WRITTEN EXERCISE A |
Answer these three questions from the blog post below:
(i) What date appears at the top of the post?
(ii) How long until the writer's birthday?
(iii) After seeing a commercial, what did the 6-year-old suggest the writer buy?

SOURCE DOCUMENT |
begin

Monday, March 16, 2009

Is It Really Just A Number?


I am feeling ancient this week for a coupl’a reasons. One is that I have a birthday coming up in less than a month, which puts me in an interesting mood; a little bit melancholy and a whole lota contemplative. Every birthday since I turned 40 (and there have only been a few of them, just so you know) makes me navel-gaze.

And then my 6 yo considers me to have one foot in the grave. As I attempted to lift him onto the monkey bars today, I inadvertently let out a groan. “You should work out more, Mom,” he said. “You’re getting old.” He watched a commercial for wrinkle cream recently and suggested I buy some. And then he informed me that, by the time he goes to college, I’ll probably be dead. Why? “Because you’re old, Mom! Duh.” This child of mine does not mince words.

end

WRITTEN EXERCISE B | Collect every line of the rows that contains the string "jacket", matching case exactly.

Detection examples
begin

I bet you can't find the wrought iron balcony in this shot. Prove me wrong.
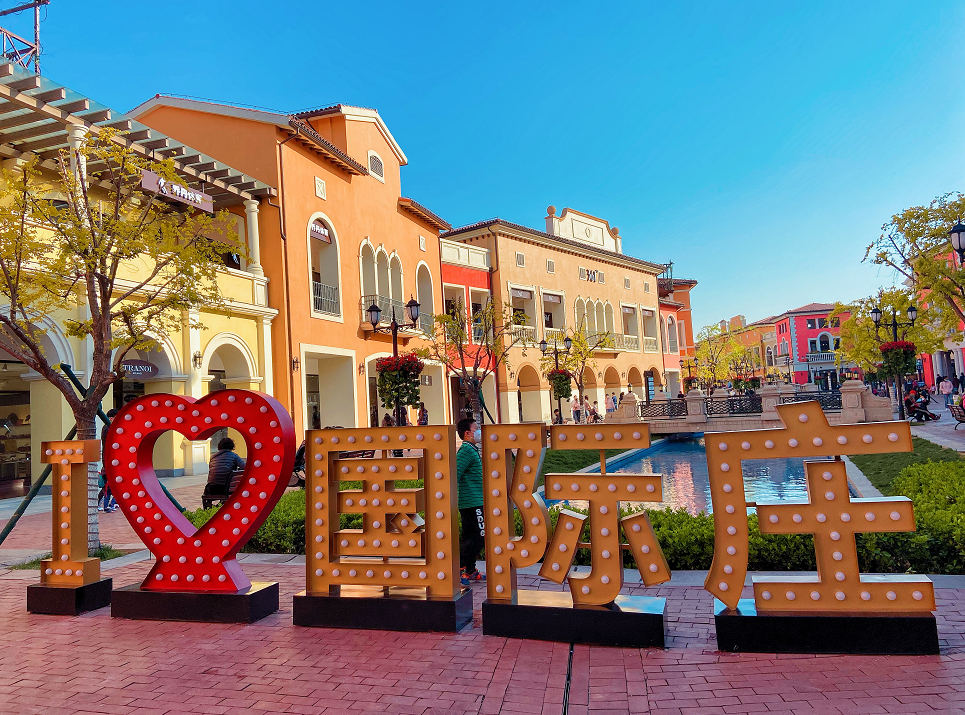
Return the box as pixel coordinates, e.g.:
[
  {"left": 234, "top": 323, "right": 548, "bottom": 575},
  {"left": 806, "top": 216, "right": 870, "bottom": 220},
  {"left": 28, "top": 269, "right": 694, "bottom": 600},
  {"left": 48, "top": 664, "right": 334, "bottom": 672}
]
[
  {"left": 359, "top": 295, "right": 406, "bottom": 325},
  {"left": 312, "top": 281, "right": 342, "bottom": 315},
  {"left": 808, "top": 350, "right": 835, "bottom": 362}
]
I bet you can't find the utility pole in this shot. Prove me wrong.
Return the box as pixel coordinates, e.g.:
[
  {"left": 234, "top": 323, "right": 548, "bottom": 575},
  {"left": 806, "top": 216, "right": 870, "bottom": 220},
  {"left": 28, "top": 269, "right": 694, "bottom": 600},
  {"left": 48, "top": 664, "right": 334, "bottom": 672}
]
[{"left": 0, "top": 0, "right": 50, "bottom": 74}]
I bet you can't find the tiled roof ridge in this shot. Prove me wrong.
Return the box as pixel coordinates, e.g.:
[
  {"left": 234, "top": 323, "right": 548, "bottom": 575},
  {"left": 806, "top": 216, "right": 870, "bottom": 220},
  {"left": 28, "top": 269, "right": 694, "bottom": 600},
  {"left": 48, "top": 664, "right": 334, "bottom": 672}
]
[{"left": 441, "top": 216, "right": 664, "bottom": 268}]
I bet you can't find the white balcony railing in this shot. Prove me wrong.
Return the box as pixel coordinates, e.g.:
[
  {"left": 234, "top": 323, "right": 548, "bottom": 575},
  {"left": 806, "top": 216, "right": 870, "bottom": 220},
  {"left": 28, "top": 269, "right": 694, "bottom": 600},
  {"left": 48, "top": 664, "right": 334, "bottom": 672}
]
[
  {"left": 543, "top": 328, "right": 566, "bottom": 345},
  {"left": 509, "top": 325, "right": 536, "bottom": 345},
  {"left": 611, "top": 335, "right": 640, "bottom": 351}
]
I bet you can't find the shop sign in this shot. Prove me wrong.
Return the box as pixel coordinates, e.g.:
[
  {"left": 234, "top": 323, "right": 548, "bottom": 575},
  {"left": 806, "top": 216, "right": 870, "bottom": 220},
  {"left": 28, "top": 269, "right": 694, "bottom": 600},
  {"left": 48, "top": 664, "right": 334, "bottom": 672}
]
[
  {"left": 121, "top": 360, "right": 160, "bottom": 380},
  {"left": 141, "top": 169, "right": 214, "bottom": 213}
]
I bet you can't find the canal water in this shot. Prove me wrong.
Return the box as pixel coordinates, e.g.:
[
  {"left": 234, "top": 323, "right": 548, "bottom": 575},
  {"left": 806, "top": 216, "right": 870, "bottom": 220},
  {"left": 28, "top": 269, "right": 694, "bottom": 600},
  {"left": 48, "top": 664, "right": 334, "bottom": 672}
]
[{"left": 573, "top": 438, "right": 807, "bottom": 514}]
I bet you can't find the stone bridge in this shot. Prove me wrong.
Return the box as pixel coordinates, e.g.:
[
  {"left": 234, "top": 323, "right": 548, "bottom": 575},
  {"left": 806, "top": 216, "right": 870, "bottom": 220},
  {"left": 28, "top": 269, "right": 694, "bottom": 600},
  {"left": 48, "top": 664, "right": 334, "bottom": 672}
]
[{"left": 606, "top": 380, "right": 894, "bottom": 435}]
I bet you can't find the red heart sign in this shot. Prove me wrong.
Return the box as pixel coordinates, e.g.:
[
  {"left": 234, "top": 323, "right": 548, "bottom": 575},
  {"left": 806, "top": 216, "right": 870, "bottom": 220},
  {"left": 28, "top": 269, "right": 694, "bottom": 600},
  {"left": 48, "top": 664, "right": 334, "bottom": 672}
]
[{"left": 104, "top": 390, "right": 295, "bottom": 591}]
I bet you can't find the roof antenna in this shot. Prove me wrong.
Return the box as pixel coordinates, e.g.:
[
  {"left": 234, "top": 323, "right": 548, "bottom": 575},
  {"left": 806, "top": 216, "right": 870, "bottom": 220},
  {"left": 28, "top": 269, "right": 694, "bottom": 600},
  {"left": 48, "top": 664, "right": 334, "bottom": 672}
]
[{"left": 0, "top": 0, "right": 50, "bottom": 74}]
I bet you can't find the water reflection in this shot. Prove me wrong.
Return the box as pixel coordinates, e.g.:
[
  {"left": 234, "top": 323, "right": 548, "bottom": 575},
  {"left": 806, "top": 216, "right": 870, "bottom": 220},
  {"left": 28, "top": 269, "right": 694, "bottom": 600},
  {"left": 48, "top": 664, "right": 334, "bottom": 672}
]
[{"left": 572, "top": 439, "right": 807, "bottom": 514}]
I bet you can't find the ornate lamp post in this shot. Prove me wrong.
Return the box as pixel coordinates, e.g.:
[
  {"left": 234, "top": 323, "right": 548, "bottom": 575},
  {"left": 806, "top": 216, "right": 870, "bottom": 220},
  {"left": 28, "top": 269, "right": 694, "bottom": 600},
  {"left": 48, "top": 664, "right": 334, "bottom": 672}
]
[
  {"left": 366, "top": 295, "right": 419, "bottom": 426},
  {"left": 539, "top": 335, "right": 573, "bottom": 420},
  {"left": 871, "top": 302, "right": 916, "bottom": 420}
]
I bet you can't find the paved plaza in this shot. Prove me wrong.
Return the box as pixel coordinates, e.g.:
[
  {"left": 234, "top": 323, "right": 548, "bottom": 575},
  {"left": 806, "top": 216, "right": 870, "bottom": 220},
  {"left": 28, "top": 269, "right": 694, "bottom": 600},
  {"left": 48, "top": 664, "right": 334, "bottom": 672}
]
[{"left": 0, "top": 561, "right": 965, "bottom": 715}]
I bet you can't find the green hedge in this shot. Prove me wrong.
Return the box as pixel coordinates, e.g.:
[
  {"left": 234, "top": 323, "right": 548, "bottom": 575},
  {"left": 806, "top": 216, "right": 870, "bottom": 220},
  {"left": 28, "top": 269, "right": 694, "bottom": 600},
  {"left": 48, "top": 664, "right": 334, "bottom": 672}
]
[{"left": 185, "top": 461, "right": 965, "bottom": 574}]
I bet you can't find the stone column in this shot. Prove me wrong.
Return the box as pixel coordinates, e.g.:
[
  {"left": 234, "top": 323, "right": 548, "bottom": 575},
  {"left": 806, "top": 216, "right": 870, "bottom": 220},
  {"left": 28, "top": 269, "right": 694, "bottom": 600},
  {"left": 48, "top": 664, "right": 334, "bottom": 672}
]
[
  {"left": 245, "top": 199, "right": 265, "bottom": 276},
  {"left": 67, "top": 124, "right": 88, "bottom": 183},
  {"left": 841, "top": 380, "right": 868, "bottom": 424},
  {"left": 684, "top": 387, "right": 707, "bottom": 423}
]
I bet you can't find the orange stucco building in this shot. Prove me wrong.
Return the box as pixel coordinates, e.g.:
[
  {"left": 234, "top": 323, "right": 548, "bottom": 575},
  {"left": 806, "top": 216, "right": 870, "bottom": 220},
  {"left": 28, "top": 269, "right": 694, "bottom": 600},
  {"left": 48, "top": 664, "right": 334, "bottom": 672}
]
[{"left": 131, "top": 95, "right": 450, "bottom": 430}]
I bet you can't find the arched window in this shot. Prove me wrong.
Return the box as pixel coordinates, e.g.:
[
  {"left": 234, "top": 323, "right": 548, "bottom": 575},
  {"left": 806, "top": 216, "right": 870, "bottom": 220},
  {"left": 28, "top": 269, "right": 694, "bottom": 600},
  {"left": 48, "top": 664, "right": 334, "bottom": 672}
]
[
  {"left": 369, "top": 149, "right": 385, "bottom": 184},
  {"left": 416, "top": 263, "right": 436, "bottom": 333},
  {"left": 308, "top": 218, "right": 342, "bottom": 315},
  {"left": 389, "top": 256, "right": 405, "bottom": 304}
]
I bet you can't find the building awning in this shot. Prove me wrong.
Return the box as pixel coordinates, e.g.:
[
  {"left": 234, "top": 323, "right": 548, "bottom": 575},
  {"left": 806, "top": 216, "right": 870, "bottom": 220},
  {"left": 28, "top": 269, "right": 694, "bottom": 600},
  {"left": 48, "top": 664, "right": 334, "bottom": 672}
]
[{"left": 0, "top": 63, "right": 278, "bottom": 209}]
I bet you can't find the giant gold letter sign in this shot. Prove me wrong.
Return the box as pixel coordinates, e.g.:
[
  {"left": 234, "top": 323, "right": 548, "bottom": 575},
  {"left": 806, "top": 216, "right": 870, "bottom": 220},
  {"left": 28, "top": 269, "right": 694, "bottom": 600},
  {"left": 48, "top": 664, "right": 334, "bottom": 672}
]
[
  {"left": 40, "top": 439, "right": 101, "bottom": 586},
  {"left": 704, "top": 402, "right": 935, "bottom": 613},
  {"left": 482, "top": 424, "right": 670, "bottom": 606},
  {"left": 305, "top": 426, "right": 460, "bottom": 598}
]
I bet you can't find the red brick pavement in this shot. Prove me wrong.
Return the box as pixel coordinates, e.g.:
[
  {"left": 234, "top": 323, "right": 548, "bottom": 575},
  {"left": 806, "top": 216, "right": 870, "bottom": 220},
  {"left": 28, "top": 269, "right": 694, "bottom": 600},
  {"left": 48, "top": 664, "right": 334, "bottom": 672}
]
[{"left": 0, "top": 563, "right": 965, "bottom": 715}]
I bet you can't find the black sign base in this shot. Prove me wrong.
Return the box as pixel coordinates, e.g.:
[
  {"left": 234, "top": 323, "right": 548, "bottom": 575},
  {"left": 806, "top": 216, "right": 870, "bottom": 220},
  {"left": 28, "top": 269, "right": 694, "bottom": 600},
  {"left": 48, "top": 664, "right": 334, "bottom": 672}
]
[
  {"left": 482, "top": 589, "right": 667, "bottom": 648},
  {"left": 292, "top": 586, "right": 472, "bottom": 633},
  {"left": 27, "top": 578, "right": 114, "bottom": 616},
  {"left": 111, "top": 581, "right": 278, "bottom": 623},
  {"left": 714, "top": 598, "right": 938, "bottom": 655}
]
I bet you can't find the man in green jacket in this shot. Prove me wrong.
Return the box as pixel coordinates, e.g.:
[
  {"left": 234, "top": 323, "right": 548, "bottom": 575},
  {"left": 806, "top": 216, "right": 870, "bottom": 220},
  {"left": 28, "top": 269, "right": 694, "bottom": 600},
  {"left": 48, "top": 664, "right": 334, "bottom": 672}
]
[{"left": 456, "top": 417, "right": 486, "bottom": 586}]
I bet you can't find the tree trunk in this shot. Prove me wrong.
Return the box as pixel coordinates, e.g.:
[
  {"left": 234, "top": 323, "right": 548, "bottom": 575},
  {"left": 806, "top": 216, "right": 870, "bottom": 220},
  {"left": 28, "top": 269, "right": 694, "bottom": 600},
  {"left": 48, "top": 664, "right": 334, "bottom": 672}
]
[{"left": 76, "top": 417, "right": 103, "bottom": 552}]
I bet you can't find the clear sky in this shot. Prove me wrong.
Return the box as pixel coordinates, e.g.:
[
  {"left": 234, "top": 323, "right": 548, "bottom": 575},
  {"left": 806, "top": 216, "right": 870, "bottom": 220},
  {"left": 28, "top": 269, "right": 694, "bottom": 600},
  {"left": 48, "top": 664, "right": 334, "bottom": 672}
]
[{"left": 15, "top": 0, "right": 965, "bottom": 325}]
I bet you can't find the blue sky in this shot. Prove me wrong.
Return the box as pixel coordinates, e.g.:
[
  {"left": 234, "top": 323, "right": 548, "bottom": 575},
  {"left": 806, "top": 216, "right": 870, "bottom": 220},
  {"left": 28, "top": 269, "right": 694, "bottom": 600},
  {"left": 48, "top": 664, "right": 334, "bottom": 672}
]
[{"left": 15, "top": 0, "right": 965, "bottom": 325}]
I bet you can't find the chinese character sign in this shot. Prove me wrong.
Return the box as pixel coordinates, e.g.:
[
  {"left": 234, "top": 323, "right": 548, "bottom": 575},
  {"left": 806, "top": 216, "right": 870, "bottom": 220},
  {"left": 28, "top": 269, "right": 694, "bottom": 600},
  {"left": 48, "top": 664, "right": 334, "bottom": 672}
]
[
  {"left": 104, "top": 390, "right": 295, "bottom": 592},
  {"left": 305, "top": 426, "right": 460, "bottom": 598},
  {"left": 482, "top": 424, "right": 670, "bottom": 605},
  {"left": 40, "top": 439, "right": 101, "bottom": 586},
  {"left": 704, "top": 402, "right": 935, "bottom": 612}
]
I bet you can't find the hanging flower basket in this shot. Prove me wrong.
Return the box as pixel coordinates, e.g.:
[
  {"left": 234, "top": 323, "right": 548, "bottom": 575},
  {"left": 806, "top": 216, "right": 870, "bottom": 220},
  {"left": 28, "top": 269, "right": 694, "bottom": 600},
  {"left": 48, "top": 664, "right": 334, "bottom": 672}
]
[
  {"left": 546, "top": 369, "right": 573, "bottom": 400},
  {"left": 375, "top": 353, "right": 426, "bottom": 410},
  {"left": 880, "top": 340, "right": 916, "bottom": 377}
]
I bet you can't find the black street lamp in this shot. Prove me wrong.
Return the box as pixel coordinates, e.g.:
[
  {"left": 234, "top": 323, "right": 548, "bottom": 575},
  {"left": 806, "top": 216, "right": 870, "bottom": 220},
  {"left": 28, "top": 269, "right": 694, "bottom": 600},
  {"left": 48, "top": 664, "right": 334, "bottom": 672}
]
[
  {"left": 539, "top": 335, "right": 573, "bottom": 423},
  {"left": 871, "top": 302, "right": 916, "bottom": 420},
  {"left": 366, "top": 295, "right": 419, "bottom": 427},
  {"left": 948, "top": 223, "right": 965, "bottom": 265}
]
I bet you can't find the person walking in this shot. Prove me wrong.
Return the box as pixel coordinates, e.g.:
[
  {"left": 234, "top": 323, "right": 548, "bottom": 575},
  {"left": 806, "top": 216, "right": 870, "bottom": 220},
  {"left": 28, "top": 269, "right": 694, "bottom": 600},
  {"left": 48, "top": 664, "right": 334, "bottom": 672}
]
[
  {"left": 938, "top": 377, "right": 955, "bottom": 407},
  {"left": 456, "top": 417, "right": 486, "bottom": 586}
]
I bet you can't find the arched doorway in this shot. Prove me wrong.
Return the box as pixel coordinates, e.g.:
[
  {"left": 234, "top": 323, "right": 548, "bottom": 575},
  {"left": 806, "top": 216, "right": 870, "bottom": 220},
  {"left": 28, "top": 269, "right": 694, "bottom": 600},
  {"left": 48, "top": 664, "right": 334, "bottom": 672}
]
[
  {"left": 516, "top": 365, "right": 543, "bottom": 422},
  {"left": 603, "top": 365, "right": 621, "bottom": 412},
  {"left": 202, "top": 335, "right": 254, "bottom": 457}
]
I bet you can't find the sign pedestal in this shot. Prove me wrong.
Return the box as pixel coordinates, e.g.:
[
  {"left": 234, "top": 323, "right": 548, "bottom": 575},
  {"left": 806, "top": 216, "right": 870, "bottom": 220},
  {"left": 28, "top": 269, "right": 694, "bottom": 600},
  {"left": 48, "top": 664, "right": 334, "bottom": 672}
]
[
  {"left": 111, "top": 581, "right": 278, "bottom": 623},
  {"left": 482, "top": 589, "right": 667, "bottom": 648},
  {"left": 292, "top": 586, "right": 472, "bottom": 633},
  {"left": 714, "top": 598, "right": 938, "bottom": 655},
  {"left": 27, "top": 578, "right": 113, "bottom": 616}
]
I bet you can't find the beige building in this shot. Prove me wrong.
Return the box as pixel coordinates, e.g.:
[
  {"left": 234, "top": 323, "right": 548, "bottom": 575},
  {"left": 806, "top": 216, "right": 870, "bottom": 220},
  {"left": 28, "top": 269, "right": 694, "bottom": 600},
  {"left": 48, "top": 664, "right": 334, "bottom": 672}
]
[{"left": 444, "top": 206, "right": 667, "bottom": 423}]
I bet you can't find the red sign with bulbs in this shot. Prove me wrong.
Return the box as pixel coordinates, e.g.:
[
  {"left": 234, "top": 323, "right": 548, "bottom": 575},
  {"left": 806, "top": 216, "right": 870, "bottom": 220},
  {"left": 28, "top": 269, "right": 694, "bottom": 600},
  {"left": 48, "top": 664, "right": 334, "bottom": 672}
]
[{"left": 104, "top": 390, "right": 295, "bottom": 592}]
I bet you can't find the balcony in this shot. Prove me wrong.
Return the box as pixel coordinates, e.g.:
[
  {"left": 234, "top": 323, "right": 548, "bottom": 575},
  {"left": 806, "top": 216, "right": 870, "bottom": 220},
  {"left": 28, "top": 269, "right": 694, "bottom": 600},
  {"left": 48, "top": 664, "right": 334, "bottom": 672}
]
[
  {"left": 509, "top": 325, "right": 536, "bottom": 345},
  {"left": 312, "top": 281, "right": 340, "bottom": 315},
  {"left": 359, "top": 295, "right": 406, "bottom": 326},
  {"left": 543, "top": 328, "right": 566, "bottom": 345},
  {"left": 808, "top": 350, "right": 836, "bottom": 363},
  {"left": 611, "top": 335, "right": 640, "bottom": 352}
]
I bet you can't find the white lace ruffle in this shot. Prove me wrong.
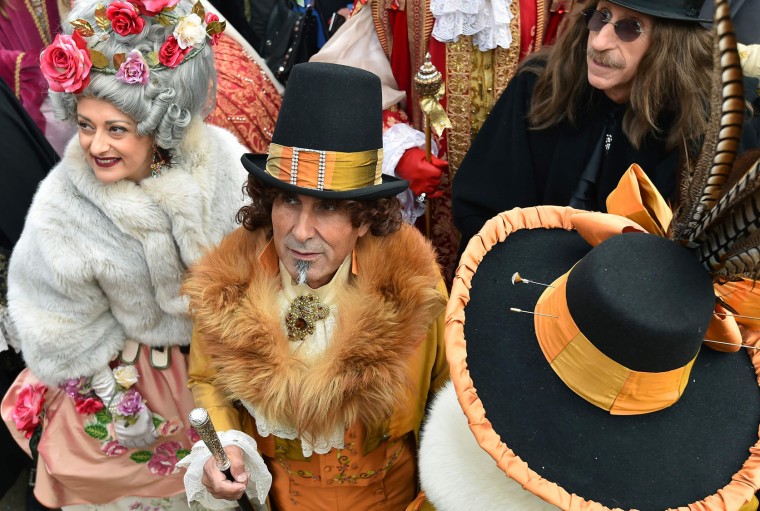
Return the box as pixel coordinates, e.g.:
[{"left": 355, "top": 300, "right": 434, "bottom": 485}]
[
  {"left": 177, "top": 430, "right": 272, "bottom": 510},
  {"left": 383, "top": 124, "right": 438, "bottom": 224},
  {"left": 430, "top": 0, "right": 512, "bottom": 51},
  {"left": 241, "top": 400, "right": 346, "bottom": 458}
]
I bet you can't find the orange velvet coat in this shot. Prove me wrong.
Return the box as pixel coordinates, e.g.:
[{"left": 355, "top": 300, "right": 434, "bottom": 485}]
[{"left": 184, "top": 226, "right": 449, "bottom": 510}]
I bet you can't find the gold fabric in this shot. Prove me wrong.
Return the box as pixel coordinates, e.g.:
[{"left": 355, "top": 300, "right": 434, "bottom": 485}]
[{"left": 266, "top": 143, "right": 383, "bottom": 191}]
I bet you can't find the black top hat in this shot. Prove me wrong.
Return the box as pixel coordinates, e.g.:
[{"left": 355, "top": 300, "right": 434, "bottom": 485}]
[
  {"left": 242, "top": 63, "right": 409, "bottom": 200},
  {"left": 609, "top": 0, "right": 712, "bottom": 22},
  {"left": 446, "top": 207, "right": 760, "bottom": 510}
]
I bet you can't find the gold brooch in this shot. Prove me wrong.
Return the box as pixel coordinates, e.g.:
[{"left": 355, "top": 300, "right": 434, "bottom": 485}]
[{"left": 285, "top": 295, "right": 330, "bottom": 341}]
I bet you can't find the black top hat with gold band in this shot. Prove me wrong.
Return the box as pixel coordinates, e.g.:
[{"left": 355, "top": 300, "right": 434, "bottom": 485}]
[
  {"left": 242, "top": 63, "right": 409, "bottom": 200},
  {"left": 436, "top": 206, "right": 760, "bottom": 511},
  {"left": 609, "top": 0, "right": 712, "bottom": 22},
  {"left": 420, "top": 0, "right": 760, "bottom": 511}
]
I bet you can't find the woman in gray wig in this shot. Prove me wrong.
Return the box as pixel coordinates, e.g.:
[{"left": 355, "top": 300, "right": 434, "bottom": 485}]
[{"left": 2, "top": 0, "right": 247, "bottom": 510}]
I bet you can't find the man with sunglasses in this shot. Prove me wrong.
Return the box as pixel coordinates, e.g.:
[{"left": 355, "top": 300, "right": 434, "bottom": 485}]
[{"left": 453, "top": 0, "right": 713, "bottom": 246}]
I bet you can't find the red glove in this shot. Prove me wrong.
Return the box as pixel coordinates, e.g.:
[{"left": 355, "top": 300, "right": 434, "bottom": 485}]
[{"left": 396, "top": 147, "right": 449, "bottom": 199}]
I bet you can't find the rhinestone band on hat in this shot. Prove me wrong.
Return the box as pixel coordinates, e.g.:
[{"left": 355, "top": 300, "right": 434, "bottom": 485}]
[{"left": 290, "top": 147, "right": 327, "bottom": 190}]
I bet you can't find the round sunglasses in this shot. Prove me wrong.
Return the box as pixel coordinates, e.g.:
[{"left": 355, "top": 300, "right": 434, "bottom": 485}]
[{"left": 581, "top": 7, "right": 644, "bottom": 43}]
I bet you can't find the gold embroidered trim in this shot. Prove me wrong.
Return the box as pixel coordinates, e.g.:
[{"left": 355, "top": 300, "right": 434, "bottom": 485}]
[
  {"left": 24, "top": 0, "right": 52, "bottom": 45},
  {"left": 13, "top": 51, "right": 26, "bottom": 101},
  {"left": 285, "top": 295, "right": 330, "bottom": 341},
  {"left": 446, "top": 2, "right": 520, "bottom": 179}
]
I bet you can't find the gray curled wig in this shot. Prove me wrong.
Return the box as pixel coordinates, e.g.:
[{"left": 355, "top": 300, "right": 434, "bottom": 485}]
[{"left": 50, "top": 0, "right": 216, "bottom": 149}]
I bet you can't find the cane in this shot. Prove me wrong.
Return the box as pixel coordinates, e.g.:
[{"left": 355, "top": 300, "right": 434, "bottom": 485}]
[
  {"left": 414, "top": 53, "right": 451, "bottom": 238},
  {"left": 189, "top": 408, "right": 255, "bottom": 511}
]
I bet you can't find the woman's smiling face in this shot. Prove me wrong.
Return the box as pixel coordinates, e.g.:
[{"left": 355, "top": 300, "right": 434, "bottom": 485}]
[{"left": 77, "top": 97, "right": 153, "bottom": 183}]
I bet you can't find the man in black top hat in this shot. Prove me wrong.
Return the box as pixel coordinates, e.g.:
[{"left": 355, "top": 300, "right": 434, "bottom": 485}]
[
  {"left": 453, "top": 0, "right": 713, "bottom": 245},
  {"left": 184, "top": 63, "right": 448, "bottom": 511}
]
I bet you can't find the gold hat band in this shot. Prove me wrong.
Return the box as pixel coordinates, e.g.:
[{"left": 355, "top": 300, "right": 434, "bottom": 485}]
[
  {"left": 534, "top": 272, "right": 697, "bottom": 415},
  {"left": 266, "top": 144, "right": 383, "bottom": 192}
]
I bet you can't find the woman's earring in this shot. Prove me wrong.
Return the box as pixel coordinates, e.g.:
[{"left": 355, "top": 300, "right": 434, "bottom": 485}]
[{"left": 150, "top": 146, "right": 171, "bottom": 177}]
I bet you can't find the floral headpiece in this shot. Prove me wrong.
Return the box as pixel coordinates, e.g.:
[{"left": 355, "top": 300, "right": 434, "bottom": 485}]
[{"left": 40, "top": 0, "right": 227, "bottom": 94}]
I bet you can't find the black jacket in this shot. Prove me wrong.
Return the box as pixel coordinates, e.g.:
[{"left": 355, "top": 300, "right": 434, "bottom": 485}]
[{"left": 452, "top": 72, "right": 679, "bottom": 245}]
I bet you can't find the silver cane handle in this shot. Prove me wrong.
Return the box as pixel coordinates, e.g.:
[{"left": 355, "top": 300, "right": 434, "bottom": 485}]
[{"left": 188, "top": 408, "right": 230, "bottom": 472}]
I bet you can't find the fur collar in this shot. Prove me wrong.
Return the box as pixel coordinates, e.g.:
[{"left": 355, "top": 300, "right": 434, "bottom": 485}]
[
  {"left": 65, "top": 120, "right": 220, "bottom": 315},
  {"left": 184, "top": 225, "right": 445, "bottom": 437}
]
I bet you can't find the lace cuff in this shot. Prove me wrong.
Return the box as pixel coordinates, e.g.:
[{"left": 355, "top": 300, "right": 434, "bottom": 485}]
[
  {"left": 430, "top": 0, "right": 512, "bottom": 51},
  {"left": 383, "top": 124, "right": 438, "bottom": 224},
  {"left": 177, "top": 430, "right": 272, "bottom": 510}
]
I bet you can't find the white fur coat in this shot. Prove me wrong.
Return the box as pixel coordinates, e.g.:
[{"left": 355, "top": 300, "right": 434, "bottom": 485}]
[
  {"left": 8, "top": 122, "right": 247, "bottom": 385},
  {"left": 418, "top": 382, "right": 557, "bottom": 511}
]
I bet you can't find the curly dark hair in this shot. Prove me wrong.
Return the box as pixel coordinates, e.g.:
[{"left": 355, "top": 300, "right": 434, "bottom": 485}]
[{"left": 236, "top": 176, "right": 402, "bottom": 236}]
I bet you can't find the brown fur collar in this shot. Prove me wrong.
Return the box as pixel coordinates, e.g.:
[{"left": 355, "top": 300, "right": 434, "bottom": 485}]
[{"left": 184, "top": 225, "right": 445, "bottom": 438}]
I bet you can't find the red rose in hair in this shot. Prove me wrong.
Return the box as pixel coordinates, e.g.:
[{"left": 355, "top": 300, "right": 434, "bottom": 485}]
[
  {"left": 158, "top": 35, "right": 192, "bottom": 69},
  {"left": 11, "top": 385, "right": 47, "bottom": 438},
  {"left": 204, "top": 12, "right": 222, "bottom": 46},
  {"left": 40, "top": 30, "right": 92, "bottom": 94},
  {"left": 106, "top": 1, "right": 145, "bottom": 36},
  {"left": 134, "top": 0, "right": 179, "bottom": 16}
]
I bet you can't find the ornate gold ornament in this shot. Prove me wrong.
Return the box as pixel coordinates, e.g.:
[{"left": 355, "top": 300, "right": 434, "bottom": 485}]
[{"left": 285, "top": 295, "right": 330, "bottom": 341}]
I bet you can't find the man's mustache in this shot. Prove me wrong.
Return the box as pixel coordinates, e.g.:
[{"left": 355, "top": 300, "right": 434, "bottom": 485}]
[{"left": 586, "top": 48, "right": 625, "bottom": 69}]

end

CORRECT RESPONSE A |
(i) Monday, March 16, 2009
(ii) Less than a month
(iii) Wrinkle cream

CORRECT RESPONSE B |
I bet you can't find the man in green jacket in this shot. Prove me wrong.
I bet you can't find the black jacket in this shot. Prove me wrong.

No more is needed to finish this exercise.